Stated exercise =>
From the beginning of the material through the line containing "column 379, row 205", reproduce the lines with "metal towel rack" substituted for "chrome towel bar" and everything else unchanged. Omit the pictures from your answer.

Excerpts from a point labeling dataset

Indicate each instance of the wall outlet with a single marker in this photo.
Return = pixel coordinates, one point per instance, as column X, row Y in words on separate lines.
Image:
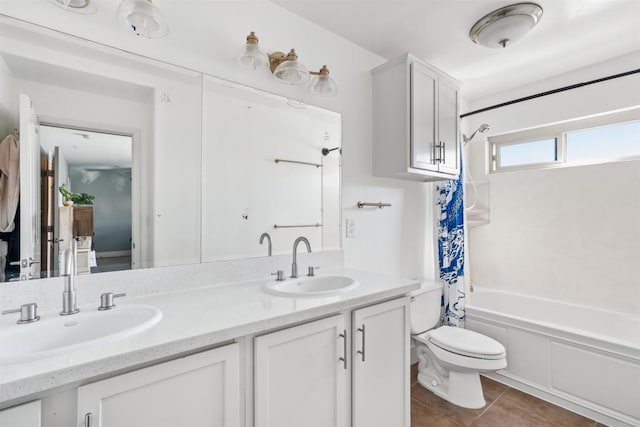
column 351, row 228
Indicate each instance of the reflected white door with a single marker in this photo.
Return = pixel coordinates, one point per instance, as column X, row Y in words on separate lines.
column 29, row 191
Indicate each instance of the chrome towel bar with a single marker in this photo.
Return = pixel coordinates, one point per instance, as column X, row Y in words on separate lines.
column 379, row 205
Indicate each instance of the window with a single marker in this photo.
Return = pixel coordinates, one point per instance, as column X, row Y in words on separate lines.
column 607, row 138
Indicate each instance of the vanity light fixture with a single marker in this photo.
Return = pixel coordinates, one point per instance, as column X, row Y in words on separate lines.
column 86, row 7
column 143, row 17
column 505, row 25
column 287, row 69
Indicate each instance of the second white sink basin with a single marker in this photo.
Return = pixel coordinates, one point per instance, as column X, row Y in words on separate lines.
column 312, row 286
column 55, row 334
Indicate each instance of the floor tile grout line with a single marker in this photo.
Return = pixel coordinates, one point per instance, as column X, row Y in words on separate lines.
column 434, row 409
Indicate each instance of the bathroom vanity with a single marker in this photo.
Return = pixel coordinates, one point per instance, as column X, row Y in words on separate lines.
column 230, row 354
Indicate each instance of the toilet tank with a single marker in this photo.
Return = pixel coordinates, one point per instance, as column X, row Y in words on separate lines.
column 425, row 306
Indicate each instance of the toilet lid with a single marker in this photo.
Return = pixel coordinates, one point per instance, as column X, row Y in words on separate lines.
column 466, row 342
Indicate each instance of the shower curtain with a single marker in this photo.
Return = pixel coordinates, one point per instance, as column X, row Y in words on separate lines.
column 450, row 232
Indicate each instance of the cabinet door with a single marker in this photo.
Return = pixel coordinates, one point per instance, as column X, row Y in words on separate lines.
column 198, row 390
column 381, row 384
column 300, row 379
column 27, row 415
column 448, row 126
column 423, row 118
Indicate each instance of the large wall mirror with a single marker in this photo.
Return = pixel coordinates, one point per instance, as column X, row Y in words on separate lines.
column 211, row 166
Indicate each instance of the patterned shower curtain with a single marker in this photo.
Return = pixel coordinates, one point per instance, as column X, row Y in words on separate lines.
column 450, row 229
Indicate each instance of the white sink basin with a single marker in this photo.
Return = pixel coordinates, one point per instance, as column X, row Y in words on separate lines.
column 311, row 286
column 55, row 334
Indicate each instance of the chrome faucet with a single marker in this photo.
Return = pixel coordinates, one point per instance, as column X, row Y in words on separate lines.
column 69, row 294
column 262, row 236
column 294, row 265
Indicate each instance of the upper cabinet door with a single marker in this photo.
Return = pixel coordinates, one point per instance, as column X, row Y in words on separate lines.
column 448, row 130
column 198, row 390
column 301, row 377
column 381, row 383
column 423, row 113
column 415, row 121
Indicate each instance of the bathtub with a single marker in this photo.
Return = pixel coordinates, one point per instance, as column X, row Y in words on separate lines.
column 584, row 359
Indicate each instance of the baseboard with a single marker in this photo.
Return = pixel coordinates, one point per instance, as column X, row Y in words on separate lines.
column 571, row 403
column 112, row 254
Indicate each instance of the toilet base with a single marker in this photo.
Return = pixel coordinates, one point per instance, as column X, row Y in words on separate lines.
column 460, row 388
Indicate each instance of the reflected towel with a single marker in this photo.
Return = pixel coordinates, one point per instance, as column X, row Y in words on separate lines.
column 9, row 182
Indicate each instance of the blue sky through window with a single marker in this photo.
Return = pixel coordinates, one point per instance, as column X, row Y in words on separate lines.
column 608, row 142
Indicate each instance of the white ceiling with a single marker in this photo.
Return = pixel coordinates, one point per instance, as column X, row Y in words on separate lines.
column 92, row 151
column 571, row 34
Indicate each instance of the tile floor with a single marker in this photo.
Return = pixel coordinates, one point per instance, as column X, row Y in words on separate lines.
column 506, row 407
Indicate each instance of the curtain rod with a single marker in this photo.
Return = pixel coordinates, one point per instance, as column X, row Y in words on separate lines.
column 551, row 92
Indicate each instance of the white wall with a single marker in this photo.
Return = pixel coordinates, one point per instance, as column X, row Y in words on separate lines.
column 5, row 96
column 396, row 240
column 571, row 234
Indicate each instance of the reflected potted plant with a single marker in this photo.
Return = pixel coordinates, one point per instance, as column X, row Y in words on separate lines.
column 77, row 198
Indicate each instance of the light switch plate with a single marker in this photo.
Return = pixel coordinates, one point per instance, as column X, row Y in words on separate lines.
column 351, row 228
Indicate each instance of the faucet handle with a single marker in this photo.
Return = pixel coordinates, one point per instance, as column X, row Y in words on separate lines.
column 28, row 313
column 279, row 275
column 106, row 300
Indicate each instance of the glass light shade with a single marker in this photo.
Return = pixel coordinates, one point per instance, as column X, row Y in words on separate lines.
column 505, row 25
column 291, row 72
column 253, row 57
column 143, row 18
column 323, row 85
column 511, row 28
column 85, row 7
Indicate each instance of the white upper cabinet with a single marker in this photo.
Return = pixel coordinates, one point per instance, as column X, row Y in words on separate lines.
column 415, row 121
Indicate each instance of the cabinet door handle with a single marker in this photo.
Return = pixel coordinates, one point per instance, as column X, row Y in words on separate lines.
column 363, row 342
column 343, row 359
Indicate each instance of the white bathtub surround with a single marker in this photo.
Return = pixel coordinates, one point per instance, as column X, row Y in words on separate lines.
column 450, row 229
column 584, row 359
column 570, row 234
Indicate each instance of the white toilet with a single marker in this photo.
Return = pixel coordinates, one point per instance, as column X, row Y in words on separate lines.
column 450, row 359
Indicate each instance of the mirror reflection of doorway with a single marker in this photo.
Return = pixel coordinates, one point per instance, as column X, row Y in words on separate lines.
column 98, row 164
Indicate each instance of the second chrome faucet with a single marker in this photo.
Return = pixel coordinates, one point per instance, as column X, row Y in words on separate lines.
column 294, row 265
column 69, row 305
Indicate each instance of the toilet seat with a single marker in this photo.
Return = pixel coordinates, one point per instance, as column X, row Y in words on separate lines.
column 463, row 342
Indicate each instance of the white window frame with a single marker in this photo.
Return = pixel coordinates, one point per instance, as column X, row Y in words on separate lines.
column 557, row 131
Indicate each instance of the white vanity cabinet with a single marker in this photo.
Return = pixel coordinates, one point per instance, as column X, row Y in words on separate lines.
column 25, row 415
column 198, row 390
column 305, row 375
column 415, row 121
column 380, row 367
column 299, row 379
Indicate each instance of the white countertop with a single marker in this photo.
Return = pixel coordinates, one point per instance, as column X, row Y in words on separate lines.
column 191, row 319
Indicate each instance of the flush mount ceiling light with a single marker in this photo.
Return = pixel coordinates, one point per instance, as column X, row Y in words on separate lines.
column 86, row 7
column 143, row 18
column 505, row 25
column 286, row 68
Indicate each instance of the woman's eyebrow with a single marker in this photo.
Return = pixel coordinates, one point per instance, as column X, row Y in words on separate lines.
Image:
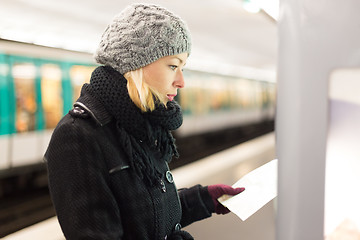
column 181, row 61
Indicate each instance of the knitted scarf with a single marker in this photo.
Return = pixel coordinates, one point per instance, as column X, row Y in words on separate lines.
column 138, row 131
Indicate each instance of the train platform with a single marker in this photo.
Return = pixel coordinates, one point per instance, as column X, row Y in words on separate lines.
column 224, row 167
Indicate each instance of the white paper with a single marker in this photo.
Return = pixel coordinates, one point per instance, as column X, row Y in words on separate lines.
column 260, row 188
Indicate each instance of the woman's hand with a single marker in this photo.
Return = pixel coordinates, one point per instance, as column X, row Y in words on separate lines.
column 216, row 191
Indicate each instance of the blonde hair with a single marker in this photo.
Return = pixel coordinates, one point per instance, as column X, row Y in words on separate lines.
column 140, row 92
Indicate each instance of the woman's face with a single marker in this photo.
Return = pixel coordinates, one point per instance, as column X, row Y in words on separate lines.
column 165, row 75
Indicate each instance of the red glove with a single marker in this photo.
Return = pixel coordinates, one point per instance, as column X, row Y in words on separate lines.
column 217, row 191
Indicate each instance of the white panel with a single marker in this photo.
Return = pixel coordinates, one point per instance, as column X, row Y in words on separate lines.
column 25, row 149
column 342, row 219
column 4, row 151
column 314, row 38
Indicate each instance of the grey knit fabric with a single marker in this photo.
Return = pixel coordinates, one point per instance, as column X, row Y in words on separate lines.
column 141, row 34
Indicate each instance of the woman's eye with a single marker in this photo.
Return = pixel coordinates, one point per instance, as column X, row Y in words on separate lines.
column 173, row 67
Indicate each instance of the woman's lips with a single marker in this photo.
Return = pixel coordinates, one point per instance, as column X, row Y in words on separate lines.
column 171, row 96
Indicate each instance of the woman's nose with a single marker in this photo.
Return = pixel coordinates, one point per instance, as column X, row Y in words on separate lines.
column 179, row 81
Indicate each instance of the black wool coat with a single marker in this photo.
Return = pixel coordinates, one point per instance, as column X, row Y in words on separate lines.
column 97, row 195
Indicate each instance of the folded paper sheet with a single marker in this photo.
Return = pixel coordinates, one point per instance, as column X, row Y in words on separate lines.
column 260, row 188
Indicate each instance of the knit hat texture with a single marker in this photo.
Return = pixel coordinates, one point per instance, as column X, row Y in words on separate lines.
column 141, row 34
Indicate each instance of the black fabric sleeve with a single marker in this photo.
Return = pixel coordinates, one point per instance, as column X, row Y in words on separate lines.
column 78, row 183
column 196, row 204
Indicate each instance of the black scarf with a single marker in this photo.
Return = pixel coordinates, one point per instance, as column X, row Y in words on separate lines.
column 138, row 131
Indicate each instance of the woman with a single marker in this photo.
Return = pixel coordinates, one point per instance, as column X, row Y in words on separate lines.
column 108, row 158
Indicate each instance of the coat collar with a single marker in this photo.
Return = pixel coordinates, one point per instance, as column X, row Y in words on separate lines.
column 94, row 107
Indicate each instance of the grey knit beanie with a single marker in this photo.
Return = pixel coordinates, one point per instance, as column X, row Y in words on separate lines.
column 141, row 34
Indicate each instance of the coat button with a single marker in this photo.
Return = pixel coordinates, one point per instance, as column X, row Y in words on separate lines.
column 163, row 187
column 169, row 177
column 177, row 227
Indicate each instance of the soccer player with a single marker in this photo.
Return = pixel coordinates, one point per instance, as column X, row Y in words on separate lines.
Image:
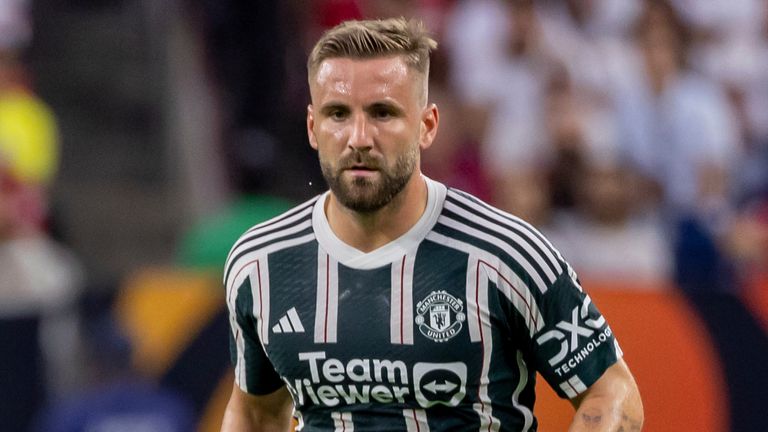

Correct result =>
Indicate each instance of the wall outlet with a single marker in this photo.
Return = pixel coordinates, one point per instance, as column X, row Y in words on separate lines.
Image:
column 351, row 228
Indicate each instance of the reflected white door with a single marker in this photo.
Return = pixel coordinates, one point per instance, as column X, row Y in words on separate lines.
column 29, row 191
Indicate each instance of the metal towel rack with a single marker in this photo.
Return = pixel coordinates, one point per instance, as column X, row Y in words on separate lines.
column 379, row 205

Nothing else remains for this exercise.